-- Begin DOCUMENT PASSAGE --
You can check on other major online sales sites to see what vehicles similar to your trade are selling for at other dealerships and by private parties. The main ones are www.autotrader.com and www.carsoup.com and there are others out there. If you find a vehicle similar to your trade in selling for a higher price in another dealership, use it - if you print and take it into the dealership you are looking at, it is undeniable proof which you can use to ask them to increase the trade in value by showing that you know what they are likely to turn around and sell it for - you can also ask them to at least lower the price of the vehicle you are trying to buy to compensate as well.

For example, if you see a similar vehicle on another dealer's lot which is like the one you are trying to trade in, you can simply say,

"John, I saw this dealership has a car much like mine in their lot. They are asking $8000 for it. You are offering to trade mine in at $5000 - since you are about to make around $3000 from this car, can you give me a better deal?"

You need to understand that the $3000 is not the actual reality. Dealers don't technically make money like that. To run an auto dealership is expensive. So dealers don't make money like most people think. This means that you need to be fair in your expectations of the trade in value and not push too far.

The same thing will work if you research what other dealers are asking for the vehicle you are looking to buy. You can use those prices to negotiate the selling price of the new vehicle.

Once you do your homework and take some printouts, you would be surprised at how much you can bargain a deal if you have all the research information in hand.

Getting ready to Trade In…

When you take a vehicle for trade in, take care of the minor things first. Appearance is key – just as your first impression of the vehicle you are looking to buy helps you decide whether you like it or not, the first impression of your trade in helps a dealer determine the trade in value and how likely they are to be able to turn and sell it. Clean it up pretty good, a good vacuuming; some rags and foam cleaner from Wal-Mart or Fleet Farm can do a good job. Taking it through a good car wash is important also. It costs $2 to self wash, which lets you detail the fine points. If you take a nice clean vehicle for trade in, it makes some difference. If your car is more attractive to the dealer, they, like anyone else, will appreciate a nice, clean car. Dealers can't be intimated by just the look of a vehicle though. We have very good experience and a good idea about the value. It is just that a clean nice vehicle makes a positive for the deal.
-- End DOCUMENT PASSAGE --
### GOAL OF THE EXERCISE
Which two sites does the trade-in advice name as the main online sales sites for checking prices?
-- Begin DATA EXCERPTS --
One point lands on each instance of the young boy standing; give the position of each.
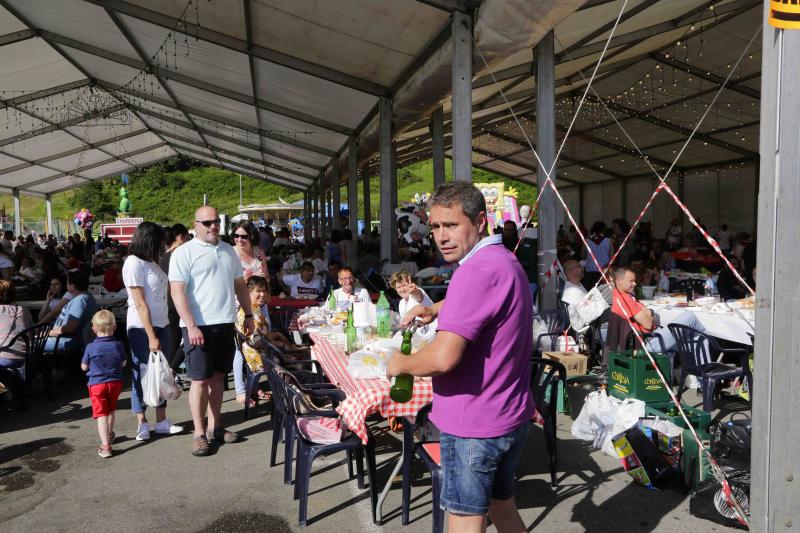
(103, 360)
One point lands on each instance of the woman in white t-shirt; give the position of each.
(147, 318)
(304, 285)
(347, 292)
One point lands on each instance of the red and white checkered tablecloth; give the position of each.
(365, 396)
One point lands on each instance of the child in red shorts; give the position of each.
(103, 361)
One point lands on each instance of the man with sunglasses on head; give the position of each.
(204, 276)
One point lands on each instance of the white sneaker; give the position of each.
(143, 432)
(165, 427)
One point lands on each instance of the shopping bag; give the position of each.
(157, 381)
(320, 429)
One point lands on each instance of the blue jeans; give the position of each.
(475, 471)
(14, 365)
(687, 318)
(140, 353)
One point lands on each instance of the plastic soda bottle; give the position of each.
(331, 302)
(351, 337)
(403, 385)
(384, 317)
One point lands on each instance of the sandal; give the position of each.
(240, 399)
(264, 395)
(222, 436)
(200, 446)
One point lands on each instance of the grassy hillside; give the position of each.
(170, 192)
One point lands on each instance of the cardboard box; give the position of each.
(575, 363)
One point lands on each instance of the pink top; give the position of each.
(488, 393)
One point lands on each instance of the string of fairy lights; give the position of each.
(111, 106)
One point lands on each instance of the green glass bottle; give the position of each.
(350, 334)
(403, 385)
(384, 317)
(331, 303)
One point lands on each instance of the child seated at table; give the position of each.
(255, 346)
(410, 295)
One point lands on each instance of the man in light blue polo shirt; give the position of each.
(205, 274)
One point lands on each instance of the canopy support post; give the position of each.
(436, 128)
(462, 96)
(544, 58)
(352, 187)
(17, 213)
(388, 184)
(48, 204)
(336, 193)
(775, 488)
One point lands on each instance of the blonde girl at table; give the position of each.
(347, 292)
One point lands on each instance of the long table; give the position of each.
(733, 327)
(365, 396)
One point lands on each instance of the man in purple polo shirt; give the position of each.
(480, 360)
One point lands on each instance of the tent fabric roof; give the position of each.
(274, 88)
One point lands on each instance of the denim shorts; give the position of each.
(475, 471)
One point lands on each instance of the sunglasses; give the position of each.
(209, 223)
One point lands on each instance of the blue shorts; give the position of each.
(476, 471)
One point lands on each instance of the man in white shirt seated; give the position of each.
(573, 290)
(410, 295)
(304, 285)
(347, 293)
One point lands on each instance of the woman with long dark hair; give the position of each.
(246, 243)
(148, 320)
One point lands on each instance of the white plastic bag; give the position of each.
(603, 417)
(588, 309)
(627, 414)
(368, 364)
(157, 381)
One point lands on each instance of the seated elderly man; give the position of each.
(625, 305)
(74, 319)
(573, 290)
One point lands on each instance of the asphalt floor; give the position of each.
(51, 479)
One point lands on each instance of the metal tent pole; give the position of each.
(462, 96)
(336, 195)
(387, 181)
(546, 146)
(352, 187)
(437, 136)
(775, 490)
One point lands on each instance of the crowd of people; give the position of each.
(649, 256)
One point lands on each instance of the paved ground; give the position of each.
(51, 479)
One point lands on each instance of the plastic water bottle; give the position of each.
(663, 282)
(403, 385)
(350, 334)
(384, 317)
(331, 303)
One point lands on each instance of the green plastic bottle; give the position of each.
(403, 385)
(350, 334)
(384, 317)
(331, 303)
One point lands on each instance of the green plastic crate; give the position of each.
(634, 377)
(699, 418)
(693, 463)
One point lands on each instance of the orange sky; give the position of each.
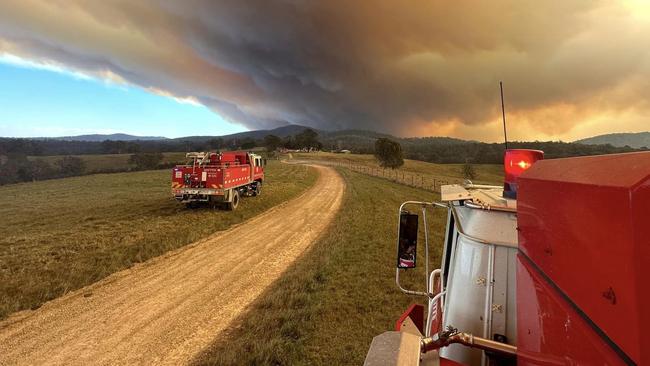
(571, 69)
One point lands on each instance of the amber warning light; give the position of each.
(515, 162)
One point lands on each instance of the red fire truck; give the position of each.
(218, 178)
(549, 269)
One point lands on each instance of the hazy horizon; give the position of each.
(570, 69)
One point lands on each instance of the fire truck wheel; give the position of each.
(235, 201)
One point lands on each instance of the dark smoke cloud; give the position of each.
(407, 67)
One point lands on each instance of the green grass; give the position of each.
(60, 235)
(107, 162)
(485, 173)
(329, 305)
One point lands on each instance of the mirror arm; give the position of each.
(426, 245)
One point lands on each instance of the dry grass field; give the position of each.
(485, 173)
(60, 235)
(330, 304)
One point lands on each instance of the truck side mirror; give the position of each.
(407, 240)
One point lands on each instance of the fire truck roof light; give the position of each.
(515, 162)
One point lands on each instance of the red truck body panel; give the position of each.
(584, 234)
(219, 171)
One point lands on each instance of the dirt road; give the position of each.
(168, 309)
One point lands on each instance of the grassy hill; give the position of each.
(635, 140)
(485, 173)
(62, 234)
(110, 162)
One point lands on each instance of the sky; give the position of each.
(571, 69)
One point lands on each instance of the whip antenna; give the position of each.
(503, 112)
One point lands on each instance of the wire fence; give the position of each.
(427, 182)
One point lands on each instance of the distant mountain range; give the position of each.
(102, 137)
(635, 140)
(353, 137)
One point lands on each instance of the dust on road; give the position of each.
(167, 310)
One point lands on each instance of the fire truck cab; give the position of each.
(549, 269)
(218, 178)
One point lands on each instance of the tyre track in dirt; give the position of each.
(167, 310)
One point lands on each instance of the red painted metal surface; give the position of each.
(222, 171)
(585, 223)
(446, 362)
(549, 330)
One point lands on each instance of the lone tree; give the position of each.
(388, 153)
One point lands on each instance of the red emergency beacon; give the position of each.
(515, 162)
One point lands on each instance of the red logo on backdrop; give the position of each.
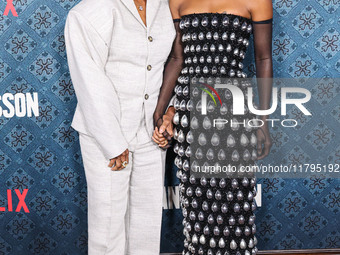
(10, 7)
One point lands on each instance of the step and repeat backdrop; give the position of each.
(43, 203)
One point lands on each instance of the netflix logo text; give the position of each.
(17, 207)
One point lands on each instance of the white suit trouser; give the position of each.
(125, 206)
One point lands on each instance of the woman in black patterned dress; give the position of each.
(211, 44)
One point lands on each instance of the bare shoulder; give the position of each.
(175, 6)
(261, 9)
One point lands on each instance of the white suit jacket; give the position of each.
(116, 65)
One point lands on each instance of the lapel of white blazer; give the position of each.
(151, 11)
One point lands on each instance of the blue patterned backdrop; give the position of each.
(42, 153)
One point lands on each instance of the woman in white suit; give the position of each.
(116, 51)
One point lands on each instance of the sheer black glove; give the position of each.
(171, 72)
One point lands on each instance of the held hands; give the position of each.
(163, 132)
(264, 142)
(119, 162)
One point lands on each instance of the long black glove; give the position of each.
(171, 73)
(262, 32)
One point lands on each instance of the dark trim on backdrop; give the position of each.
(291, 252)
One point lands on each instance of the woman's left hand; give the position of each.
(160, 139)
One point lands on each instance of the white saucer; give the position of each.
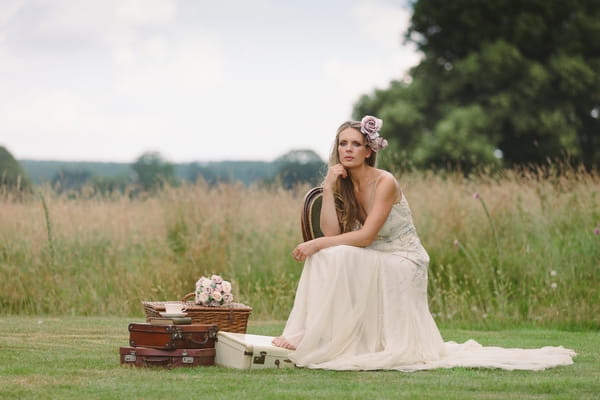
-- End DATA EXCERPTS --
### FINAL ANSWER
www.autotrader.com and www.carsoup.com